— Start SOURCE DATA —

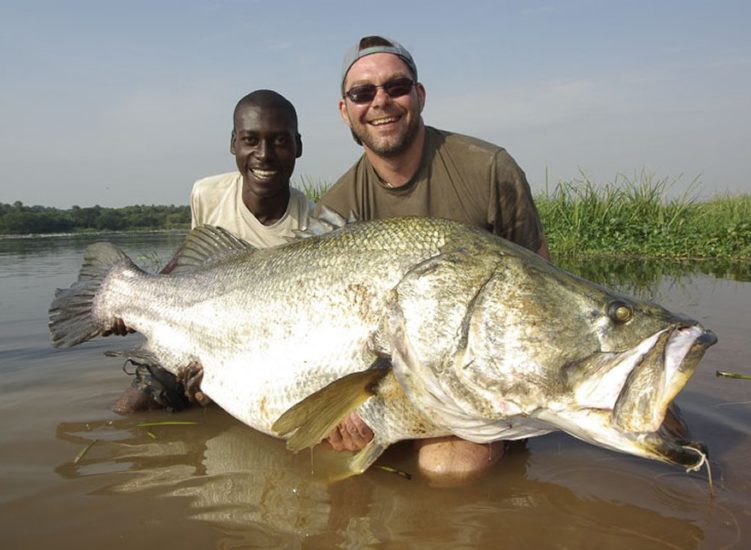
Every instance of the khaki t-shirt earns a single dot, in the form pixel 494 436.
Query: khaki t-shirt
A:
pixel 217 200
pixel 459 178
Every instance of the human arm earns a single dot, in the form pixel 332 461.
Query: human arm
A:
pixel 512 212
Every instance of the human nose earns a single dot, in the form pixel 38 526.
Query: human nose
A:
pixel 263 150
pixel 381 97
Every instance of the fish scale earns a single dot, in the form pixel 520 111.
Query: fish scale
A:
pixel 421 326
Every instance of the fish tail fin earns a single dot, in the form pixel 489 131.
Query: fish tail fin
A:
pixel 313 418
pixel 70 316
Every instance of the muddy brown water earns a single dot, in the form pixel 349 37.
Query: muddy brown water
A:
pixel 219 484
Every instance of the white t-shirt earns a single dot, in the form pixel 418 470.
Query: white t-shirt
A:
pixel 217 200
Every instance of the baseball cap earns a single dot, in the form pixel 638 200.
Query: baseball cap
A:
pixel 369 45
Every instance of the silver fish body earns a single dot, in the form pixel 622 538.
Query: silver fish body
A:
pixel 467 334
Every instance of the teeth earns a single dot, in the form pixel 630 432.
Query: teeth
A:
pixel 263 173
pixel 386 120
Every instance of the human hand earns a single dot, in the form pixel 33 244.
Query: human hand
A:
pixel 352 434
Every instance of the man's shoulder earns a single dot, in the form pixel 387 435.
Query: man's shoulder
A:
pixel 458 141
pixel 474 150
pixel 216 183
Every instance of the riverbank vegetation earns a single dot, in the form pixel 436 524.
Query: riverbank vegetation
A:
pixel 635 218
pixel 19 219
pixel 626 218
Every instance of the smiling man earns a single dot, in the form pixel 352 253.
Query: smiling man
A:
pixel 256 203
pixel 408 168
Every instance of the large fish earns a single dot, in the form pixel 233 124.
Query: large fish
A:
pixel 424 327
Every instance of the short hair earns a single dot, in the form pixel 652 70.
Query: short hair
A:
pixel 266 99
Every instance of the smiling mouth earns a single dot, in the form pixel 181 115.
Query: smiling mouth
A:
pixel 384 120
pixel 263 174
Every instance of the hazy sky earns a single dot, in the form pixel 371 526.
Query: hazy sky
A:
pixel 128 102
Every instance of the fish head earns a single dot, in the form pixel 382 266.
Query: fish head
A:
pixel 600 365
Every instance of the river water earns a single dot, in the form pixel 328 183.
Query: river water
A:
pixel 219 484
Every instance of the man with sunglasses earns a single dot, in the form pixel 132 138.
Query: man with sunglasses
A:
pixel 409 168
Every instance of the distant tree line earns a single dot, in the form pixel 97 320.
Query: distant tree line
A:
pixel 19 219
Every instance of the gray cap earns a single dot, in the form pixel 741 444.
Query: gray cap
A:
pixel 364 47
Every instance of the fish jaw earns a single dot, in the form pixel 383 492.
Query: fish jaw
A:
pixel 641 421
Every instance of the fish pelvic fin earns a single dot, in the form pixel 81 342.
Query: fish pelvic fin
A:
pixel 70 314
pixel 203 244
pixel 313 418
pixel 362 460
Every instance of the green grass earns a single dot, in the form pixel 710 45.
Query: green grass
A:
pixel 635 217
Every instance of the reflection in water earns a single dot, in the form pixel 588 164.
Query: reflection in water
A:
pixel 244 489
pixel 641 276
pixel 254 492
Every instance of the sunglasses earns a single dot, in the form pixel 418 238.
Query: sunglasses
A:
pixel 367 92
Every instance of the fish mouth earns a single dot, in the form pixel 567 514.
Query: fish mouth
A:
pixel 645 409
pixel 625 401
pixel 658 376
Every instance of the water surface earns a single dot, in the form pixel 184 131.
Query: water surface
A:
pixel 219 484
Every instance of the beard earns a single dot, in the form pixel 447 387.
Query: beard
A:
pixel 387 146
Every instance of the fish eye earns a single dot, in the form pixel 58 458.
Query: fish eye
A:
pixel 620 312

— End SOURCE DATA —
— Start SOURCE DATA —

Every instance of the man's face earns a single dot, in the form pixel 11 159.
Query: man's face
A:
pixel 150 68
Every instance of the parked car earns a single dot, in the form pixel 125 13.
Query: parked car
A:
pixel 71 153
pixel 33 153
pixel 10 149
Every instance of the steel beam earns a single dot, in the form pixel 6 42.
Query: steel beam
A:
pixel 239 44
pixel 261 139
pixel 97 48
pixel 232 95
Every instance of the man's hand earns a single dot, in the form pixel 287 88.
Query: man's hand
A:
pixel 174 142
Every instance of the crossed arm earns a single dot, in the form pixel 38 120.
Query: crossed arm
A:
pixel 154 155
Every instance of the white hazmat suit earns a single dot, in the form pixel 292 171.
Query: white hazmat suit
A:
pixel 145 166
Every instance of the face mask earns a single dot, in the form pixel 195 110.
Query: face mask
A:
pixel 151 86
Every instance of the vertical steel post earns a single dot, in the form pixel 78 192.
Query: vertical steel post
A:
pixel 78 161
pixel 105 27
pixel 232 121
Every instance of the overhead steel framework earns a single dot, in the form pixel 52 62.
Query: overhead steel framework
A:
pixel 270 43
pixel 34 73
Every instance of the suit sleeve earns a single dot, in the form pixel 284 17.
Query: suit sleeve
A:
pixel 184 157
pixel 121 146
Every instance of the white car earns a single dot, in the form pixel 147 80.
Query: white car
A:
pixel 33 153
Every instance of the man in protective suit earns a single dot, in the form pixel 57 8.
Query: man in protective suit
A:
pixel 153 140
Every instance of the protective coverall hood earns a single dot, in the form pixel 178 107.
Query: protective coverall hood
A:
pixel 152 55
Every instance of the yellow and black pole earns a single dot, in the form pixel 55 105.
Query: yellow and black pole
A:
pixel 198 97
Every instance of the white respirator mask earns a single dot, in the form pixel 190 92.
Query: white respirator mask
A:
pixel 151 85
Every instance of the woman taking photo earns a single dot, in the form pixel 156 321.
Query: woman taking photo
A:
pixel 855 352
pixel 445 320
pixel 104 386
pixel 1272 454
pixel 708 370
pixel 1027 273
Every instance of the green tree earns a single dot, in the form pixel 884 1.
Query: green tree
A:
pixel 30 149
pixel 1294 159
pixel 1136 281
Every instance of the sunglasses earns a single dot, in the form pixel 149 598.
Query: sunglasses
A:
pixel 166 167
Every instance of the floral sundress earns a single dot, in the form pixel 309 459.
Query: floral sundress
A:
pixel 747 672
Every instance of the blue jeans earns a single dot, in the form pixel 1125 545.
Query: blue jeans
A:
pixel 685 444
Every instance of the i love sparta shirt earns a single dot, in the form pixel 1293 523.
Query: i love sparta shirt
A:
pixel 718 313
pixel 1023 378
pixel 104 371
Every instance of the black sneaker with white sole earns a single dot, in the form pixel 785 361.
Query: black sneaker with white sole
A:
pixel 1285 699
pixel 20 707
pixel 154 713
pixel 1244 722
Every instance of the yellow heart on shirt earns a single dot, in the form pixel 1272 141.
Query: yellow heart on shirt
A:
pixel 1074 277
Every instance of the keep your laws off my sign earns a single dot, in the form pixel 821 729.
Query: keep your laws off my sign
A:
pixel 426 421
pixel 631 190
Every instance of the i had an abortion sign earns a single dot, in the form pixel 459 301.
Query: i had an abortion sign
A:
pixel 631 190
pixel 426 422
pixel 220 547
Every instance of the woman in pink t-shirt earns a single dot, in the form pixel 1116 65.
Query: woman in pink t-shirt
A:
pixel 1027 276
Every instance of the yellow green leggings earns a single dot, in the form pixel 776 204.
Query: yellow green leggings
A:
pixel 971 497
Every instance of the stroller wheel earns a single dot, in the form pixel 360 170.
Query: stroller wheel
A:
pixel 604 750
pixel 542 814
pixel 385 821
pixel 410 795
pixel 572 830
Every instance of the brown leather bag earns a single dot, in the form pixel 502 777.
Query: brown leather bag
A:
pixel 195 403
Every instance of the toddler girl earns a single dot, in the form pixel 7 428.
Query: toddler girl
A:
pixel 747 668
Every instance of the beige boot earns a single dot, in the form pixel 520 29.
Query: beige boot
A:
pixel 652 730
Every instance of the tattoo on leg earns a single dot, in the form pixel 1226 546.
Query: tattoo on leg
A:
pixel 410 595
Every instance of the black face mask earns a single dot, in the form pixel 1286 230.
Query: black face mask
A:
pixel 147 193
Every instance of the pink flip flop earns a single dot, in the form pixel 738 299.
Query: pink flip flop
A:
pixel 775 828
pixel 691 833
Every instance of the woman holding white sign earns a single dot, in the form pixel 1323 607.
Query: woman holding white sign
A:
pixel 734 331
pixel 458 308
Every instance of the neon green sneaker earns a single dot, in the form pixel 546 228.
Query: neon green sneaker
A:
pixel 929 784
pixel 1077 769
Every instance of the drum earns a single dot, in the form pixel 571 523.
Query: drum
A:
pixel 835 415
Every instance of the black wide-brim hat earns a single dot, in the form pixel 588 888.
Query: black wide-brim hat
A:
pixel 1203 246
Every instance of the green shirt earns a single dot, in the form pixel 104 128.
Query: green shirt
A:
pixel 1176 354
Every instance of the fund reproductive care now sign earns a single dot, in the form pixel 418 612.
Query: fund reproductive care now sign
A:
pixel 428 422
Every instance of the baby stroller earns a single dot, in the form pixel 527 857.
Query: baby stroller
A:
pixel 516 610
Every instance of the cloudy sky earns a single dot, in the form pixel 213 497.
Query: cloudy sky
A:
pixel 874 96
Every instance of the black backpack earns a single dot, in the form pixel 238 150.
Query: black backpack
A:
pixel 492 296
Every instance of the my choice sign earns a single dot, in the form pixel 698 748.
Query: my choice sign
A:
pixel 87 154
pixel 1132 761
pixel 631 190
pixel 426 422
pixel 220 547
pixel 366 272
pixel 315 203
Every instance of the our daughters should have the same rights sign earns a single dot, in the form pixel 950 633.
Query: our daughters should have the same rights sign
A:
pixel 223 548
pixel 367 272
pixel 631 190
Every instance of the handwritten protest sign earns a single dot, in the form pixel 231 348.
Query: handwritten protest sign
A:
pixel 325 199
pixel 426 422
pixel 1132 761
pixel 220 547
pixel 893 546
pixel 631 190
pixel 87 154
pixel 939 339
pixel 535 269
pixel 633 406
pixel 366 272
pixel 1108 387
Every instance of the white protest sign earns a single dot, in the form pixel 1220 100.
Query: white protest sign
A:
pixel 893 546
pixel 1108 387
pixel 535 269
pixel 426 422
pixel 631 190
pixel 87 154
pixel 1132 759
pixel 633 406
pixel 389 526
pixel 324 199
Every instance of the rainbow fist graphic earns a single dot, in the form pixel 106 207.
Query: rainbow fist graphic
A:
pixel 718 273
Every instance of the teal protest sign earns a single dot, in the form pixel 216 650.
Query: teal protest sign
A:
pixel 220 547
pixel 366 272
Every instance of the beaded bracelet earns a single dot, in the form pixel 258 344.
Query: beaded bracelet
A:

— End SOURCE DATA —

## YOUR GOAL
Present the rows from the line with "Every instance of the yellow heart" up to and including the line with "pixel 1027 276" as a Markdown table with the columns No. and Line, numbering each line and leaving out blank lines.

## TASK RESULT
| No. | Line |
|---|---|
| 1 | Every instance of the yellow heart on shirt earns a single dot, in the form pixel 1272 141. |
| 2 | Query: yellow heart on shirt |
| 3 | A: |
| 4 | pixel 1074 277 |
| 5 | Every instance of the keep your laws off my sign earns a single dot, in the form pixel 821 729. |
| 6 | Query: keep your laws off my sign |
| 7 | A: |
| 8 | pixel 426 421 |
| 9 | pixel 631 190 |
| 10 | Every instance of the i had an abortion sign earns a single dot, in the form pixel 459 301. |
| 11 | Query: i had an abortion sign |
| 12 | A: |
| 13 | pixel 631 190 |
| 14 | pixel 426 422 |
| 15 | pixel 220 547 |
| 16 | Every instance of the woman in pink t-shirt earns a single dot, in the form pixel 1116 65. |
| 17 | Query: woman in pink t-shirt |
| 18 | A: |
| 19 | pixel 1027 276 |